Piranha NYC /ˈpɪrænhə/ is a motion graphics, design, and VFX house founded in 2009 by Gaspard Giroud and Rob Sabatini in SoHo, New York City. Piranha's clients include Intel, Verizon, Coca-Cola, Nike, Reebok, L'oreal, IBM, Delta Air Lines, Mercedes, Trojan, Lucky, Sony Ericsson, Wired, UPS, KMart, HBO.

3D World Magazine listed Piranha as one of the ten hottest CG studios of 2012, in part of their visualization of the New World Trade Center, that was featured in several architectural publications. The company was twice nominated for New York Emmy Awards in category of graphics.

Piranha NYC also worked on 3D modelling for the Sex and the City movie. The company partnered with Fluid in 2009 to provide 3D and visual work.

At the beginning of 2012 Piranha participated in the CGarchitect 3D awards competition with their film created for Silverstein Properties. It has been selected as one of the five nominees in the category of Architectural Film/Animation (Commissioned).

The company created the visual accompaniment of Rihanna to play behind Coldplay while performing their single "Princess of China" on 2012 tour.

In September 2012 3D World Magazine named Piranha to Arch-Viz Animation winner in the 2012 CG Awards.

------------------------

[WHAT YOU ARE ASKED TO DO]
From the Piranha NYC passage, extract the text between "Piranha NYC also" and "Architectural Film/Animation (Commissioned).", inclusive.

------------------------

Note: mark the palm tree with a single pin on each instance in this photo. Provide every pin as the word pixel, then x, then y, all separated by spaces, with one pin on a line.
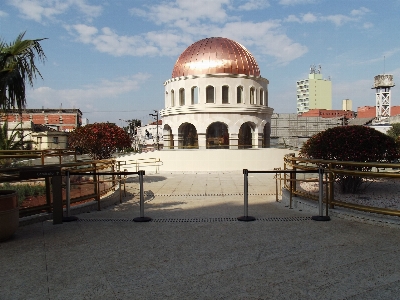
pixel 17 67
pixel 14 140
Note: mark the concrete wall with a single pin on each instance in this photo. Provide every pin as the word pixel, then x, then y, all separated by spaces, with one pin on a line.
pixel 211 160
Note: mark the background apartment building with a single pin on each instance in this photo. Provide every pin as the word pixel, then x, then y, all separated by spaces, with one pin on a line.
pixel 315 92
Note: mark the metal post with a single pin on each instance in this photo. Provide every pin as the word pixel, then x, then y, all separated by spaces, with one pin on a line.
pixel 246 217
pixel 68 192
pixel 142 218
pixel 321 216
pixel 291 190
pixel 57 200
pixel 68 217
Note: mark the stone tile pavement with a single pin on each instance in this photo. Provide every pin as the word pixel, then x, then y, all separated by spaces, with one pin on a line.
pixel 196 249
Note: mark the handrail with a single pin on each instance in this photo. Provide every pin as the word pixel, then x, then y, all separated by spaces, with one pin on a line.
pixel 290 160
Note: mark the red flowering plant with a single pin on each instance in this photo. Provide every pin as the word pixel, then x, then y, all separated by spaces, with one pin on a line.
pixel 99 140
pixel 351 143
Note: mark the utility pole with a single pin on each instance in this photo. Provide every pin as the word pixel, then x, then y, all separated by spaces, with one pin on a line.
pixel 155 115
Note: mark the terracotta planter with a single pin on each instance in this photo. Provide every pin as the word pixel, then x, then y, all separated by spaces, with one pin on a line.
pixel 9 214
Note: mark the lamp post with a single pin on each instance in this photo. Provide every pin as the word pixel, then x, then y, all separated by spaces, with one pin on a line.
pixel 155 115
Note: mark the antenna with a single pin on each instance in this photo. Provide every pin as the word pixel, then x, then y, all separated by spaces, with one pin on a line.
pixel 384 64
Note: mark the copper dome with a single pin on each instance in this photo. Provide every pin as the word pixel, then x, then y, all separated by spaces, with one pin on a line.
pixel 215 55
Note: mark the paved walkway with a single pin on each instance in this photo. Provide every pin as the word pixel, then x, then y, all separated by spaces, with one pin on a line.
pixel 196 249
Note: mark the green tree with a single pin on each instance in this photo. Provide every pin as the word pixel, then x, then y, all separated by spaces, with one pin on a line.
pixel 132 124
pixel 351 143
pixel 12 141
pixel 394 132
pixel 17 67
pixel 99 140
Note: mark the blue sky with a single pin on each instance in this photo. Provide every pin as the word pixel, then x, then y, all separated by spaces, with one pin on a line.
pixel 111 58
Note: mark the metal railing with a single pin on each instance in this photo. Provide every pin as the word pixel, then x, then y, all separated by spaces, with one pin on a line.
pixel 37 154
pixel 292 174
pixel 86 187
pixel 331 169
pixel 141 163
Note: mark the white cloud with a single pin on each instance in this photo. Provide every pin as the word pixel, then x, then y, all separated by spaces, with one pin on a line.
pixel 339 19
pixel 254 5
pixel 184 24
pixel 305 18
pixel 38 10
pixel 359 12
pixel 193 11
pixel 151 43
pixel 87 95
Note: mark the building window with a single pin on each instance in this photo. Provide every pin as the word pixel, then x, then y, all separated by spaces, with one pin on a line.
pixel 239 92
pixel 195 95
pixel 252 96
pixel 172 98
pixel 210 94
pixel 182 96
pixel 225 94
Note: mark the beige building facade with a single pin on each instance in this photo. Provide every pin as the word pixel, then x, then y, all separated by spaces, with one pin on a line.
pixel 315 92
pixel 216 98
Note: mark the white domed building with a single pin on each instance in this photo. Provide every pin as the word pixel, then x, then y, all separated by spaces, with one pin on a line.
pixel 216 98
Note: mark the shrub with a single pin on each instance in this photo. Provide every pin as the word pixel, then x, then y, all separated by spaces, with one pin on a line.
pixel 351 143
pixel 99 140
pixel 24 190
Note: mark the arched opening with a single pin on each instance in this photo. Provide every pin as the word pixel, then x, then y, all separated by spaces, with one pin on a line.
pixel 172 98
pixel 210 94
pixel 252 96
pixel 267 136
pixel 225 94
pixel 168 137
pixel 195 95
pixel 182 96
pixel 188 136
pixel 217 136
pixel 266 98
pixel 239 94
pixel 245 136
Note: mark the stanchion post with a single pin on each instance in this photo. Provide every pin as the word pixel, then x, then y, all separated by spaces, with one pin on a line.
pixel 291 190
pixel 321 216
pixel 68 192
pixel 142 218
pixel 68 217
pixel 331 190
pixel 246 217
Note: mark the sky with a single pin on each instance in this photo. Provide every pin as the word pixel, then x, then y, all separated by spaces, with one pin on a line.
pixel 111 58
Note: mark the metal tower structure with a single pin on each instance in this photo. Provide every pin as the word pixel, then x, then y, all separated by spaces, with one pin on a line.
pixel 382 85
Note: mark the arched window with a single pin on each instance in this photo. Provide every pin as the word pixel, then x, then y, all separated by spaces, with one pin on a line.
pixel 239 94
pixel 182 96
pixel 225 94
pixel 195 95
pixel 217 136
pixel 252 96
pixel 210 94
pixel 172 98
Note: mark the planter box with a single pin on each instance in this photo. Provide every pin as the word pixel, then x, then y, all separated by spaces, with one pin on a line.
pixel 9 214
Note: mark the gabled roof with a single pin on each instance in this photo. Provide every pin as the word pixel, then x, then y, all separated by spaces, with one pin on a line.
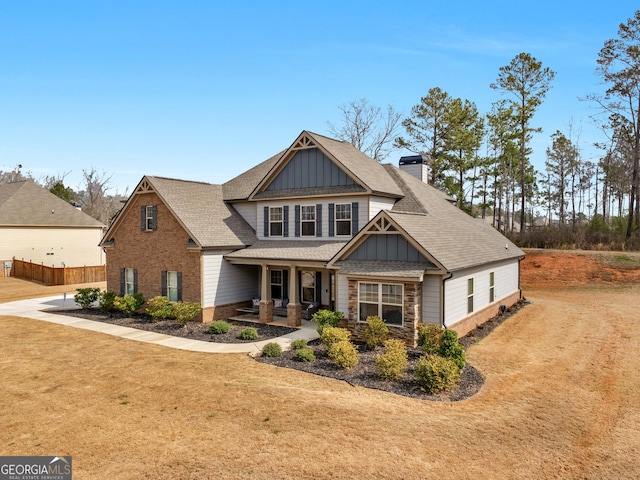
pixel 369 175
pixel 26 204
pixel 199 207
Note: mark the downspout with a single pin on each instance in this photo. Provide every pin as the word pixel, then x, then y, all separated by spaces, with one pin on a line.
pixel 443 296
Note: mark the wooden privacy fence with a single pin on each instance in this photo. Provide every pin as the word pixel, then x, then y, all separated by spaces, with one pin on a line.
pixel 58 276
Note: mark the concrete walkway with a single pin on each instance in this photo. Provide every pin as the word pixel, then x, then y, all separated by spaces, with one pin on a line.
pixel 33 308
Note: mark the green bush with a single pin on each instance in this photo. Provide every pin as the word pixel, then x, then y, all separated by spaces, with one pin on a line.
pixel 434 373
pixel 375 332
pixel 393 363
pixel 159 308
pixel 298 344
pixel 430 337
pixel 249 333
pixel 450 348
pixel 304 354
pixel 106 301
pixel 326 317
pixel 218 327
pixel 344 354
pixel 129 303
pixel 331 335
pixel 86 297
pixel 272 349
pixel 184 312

------------------------

[ANSWER TO THE EXERCISE]
Piranha NYC also worked on 3D modelling for the Sex and the City movie. The company partnered with Fluid in 2009 to provide 3D and visual work.

At the beginning of 2012 Piranha participated in the CGarchitect 3D awards competition with their film created for Silverstein Properties. It has been selected as one of the five nominees in the category of Architectural Film/Animation (Commissioned).